Easy Baklava Cheesecake Recipe

Farah's Recipes
Super easy baklava cheesecake recipe made with store-bought phyllo dough that has a crispy crust, a creamy filling. Perfect for holidays or any occasion.
5 from 1 vote
Prep Time 50 minutes
Cook Time 1 hour 10 minutes
Resting Time : 8 hours
Total Time 10 hours
Course Dessert
Cuisine Arabic
Servings 8 pieces

Ingredients
  

  • 12 sheets phylo pastry
  • ½ cup butter or ghee

Cheesecake Filling

  • 300 g cream cheese
  • 90 g condensed milk ¼ cup
  • 25 g sugar 2 tablespoons
  • 1 teaspoon cornflour
  • 2 eggs
  • 1 teaspoon vanilla
  • 1 teaspoon lemon juice
  • 150 g yogurt

Baklava Syrup

  • 1 cup sugar
  • ½ cup water
  • 1 tablespoon lemon juice

Nuts Mixture

  • 100 g Walnut or pistachio
  • ¼ teaspoon cinnamon
  • 2-3 tablespoons baklava syrup

Instructions
 

  • For making baklava syrup: Over high heat, add sugar and water. Stir for 1 minute and bring to a boil. 
  • Once boiling leaves it to boil for 2 -3 minutes on low heat then add lemon juice, continuously stirring for 1 minute then turn off the heat. Set aside to cool.
  • For making the nuts mixture: Chop walnuts into small pieces. Add chopped walnuts to a bowl then add powder sugar, cinnamon, and 2 tablespoons of syrup. Mix with a spoon until the mixture is combined well. Place the mixture aside.
  • Grease a cheesecake or springform pan with ghee then brush a sheet of the filo pastry and press it onto the bottom and the sides of the pan. Layer with 10 to 12 phyllo pastry sheets and don’t forget to bush each sheer with butter or ghee. ( while working, keep the phyllo covered with a damp towel to prevent it from drying out).
  •  In a stand mixer add the cream cheese and beat it on medium-high speed for 2 minutes then add the condensed milk and the sugar and mix for 2- 3 minutes or until the mixtuer is smooth.
  •  Add the cornflour and mix for 1 minute.
  • After that add the eggs one at a time and vanilla and mix until combined.
  • Finally, add the yogurt and mix with a spatula slowly.
  • Pour the cheesecake filling into the crust and then add the nut mixture randomly to the filling.
  • Bake it in preheated oven at 150 celsius for 60 – 70 minutes or until the center is almost done.
  • Pour the cooled syrup on the edge of the pan.
  • Let it cool for 1 – 2 hours at room tempereture then refrigerate it for 6 – 8 houses preferably overnight.
  • Decorate baklava cheesecake with pistachio or any nuts you like.

Notes

  • All ingredients should be at room temperature.
= = = = =
PROBLEMS>
a – According to the baklava cheesecake recipe, how many eggs go into the cheesecake filling?
b – Rewrite only the lines of the records from the line that contains "Target: <item>spruce cone</item>" through the end of the records, both ends included and requests kept. Multiply every outline coordinate in the answers by 2.25, rounding to whole numbers with halves going up, and leave the requests and their format samples unchanged.
The baklava cheesecake recipe has no connection to the records that come after it.
= = = = =
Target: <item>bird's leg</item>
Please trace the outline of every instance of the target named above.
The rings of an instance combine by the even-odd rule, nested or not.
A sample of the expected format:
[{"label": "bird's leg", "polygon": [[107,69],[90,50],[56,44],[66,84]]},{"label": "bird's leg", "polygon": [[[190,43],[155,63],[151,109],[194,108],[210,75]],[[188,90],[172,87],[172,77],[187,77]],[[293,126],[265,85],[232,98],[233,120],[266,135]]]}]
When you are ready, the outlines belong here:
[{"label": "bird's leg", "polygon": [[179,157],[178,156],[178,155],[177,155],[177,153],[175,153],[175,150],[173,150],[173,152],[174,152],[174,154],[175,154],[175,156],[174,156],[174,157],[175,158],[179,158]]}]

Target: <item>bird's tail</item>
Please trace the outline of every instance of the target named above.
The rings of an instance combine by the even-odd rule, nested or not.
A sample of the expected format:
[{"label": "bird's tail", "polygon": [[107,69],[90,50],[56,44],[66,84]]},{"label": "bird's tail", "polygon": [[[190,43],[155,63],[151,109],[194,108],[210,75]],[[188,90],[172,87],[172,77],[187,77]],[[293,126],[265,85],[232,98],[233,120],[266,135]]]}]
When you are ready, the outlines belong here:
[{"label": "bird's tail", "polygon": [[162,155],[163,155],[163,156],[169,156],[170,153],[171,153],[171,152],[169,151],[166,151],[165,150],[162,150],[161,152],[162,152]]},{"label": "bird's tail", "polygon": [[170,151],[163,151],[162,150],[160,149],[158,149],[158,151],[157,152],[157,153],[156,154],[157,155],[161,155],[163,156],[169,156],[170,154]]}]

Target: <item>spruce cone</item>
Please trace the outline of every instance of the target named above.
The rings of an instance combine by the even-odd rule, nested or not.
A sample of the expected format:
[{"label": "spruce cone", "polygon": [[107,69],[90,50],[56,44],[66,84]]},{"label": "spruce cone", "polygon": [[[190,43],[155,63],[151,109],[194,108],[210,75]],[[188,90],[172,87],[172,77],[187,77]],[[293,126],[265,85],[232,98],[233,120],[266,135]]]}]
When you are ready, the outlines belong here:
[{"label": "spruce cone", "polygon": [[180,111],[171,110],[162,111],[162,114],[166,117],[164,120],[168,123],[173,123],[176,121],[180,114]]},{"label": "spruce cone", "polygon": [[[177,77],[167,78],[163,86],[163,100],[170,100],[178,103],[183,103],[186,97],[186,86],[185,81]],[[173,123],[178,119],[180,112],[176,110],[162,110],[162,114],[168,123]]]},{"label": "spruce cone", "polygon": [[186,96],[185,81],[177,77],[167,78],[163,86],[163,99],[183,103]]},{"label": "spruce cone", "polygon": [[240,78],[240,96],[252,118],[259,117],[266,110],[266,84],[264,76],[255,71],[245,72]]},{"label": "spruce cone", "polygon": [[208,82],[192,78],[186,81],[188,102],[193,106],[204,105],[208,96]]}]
= = = = =
ANSWERS IN ORDER>
a – Two eggs.

b –
Target: <item>spruce cone</item>
Please trace the outline of every instance of the target named above.
The rings of an instance combine by the even-odd rule, nested or not.
A sample of the expected format:
[{"label": "spruce cone", "polygon": [[107,69],[90,50],[56,44],[66,84]]},{"label": "spruce cone", "polygon": [[[190,43],[155,63],[151,109],[194,108],[210,75]],[[188,90],[172,87],[172,77],[187,77]],[[293,126],[265,85],[232,98],[233,120],[266,135]]]}]
When you are ready, the outlines belong here:
[{"label": "spruce cone", "polygon": [[405,250],[385,248],[365,250],[365,257],[374,263],[369,270],[378,277],[389,277],[396,272],[405,257]]},{"label": "spruce cone", "polygon": [[[398,173],[376,176],[367,194],[367,225],[383,225],[401,232],[412,232],[419,218],[419,194],[416,182]],[[389,277],[401,268],[405,252],[396,248],[365,248],[365,257],[378,277]]]},{"label": "spruce cone", "polygon": [[419,216],[416,182],[398,173],[376,176],[367,194],[367,223],[412,232]]},{"label": "spruce cone", "polygon": [[540,176],[540,216],[567,266],[583,263],[599,248],[599,189],[594,171],[574,160],[551,162]]},{"label": "spruce cone", "polygon": [[468,185],[432,176],[419,182],[423,230],[434,239],[459,236],[468,216]]}]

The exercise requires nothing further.